:: SOURCE MATERIAL

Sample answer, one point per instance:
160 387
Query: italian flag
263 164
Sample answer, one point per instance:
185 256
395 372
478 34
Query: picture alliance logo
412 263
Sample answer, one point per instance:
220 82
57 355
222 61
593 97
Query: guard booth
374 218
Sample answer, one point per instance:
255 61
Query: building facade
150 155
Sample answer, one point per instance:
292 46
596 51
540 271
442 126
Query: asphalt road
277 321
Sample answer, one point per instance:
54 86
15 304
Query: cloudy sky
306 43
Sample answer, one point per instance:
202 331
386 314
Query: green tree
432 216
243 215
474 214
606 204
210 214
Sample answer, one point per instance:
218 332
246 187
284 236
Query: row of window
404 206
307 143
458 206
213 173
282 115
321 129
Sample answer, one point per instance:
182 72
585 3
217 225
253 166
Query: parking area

::::

## EXERCISE
Your task is to output all of the data above word for word.

## RESULT FOR THIS TASK
Sample answer, one point per instance:
160 387
Query: italian flag
263 164
Sample answer, one point per instance:
185 256
395 372
478 34
Query: picture alliance logo
412 263
Sample answer, one point per instance:
220 82
57 355
222 61
593 97
Query: guard booth
374 218
Sample answer, one point per instance:
255 61
Query: building facade
150 155
Sample answer, one point per instance:
292 46
596 51
540 271
442 126
Query: asphalt road
277 321
Sample answer, one point per instance:
54 86
15 304
Query: cloudy sky
306 43
Sample answer, one point per instance:
202 331
386 314
Query: green tree
432 216
243 215
474 214
606 204
210 214
Sample answer, one point per instance:
218 332
246 187
284 236
Query: row of window
404 206
307 143
458 206
213 173
282 115
321 129
Sample answer, one point per instance:
182 72
585 3
217 225
253 166
Query: parking area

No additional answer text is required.